[Verilen Alıntı]:
━━━━━━━━━━━━━━━━
Haccını tamamlayıncaya kadar ihramdan çıkamaz. Çünkü Yüce Allah şöyle buyurmaktadır: "Sana hilaller hakkında soruyorlar. De ki: Onlar insanlar için bir de hac için vakit ölçüleridir." (el-Bakara, 189) Buna dair açıklamalar ise daha önceden geçmiştir.

Şafii'nin benimsediği görüş daha sahihtir. Çünkü orada işaret edilen ayet-i kerime umumidir. Bu ayet-i kerime ise hastır. Umumun kapsamına giren birtakım birimlerin, açık nas ile belirtilmesi kabilinden olma ihtimali de vardır. Çünkü bu ayların diğer aylara göre bir fazileti vardır. Buna göre İmam Malik'in görüşü de sahih olur. Doğrusunu en iyi bilen Allah'tır.

 

5- Haccı Farz Etmenin Anlamı:

 

Yüce Allah'ın: "Her kim o aylarda haccı farz ederse .. " içten niyet ederek, açık bir fiil olarak da ihram ile işitilen söz olarak telbiye ile başlamak suretiyle haccı yapma yükümlülüğünü üstlenirse, demektir. Bu açıklama İbn Habib'e aittir. Ebu Hanife de telbiye ile ilgili olarak böyle demiştir.

 

Ancak Şafii'ye göre telbiye haccın rükünlerinden değildir. el-Hasen b. Hayy'ın görüşü de budur. Şafii der ki: Hac için ihrama girmekte niyet yeterlidir. Zahiriler ve başkaları telbiye getirmeyi vacip kabul ederler.

 

Sözlükte "farzetme"nin asıl anlamı kesmek, koparmak şeklindedir. Ok atılan yayın kirişinin uç kısmında bağlandığı çukurlara, nehrin su içilen yerine, dağın yan taraflarındaki ve ortalarındaki çukurlara "furda" denilir. Yayın kirişinin bağlandığı çukur nasıl ondan ayrılmaz ise haccın farziyeti de hür kul için öylece ayrılmaz bir hükümdür.

 

"Farzetti"nin açıkladı, beyan etti anlamına geldiği de söylenmiştir. Bu da kat'iyete raci bir anlam olur. Çünkü bir şeyi kat'eden (kesen) kimse onu diğerinden açık bir şekilde ayırdetmiş olur ...
━━━━━━━━━━━━━━━━
İşaretleme verisinden kesitler
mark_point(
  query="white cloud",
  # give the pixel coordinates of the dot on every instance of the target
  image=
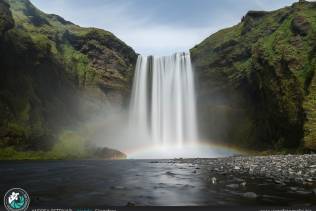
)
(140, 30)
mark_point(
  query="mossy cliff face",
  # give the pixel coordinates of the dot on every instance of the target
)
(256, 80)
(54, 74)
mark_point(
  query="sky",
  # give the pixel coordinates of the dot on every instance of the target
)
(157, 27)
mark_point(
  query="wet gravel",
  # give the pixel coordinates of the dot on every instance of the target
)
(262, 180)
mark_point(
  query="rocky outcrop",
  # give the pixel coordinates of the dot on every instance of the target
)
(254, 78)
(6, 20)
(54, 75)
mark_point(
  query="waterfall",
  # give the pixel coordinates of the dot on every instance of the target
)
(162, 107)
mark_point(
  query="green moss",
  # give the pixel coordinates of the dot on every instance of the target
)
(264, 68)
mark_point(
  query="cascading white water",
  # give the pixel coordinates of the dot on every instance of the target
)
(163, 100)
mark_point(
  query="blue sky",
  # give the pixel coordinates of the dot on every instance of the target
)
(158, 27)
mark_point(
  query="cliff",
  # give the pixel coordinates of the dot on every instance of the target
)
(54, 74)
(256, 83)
━━━━━━━━━━━━━━━━
[Yapılacaklar]:
A) Alıntıdaki şu cümleyi İngilizceye çevirin: "Şafii der ki: Hac için ihrama girmekte niyet yeterlidir."
B) Alıntıya göre şu soruları kısaca cevaplayın:
(i) Zahiriler telbiye getirmeyi nasıl kabul eder?
(ii) Sözlükte "farzetme"nin asıl anlamı nedir?
(iii) "Farzetti" kelimesinin hangi anlama geldiği de söylenmiştir?

[Son Cevaplar]:
A) Shafi'i says: For entering ihram for the hajj, intention is sufficient.

B)
(i) Vacip kabul ederler.
(ii) Kesmek, koparmak.
(iii) Açıkladı, beyan etti anlamına.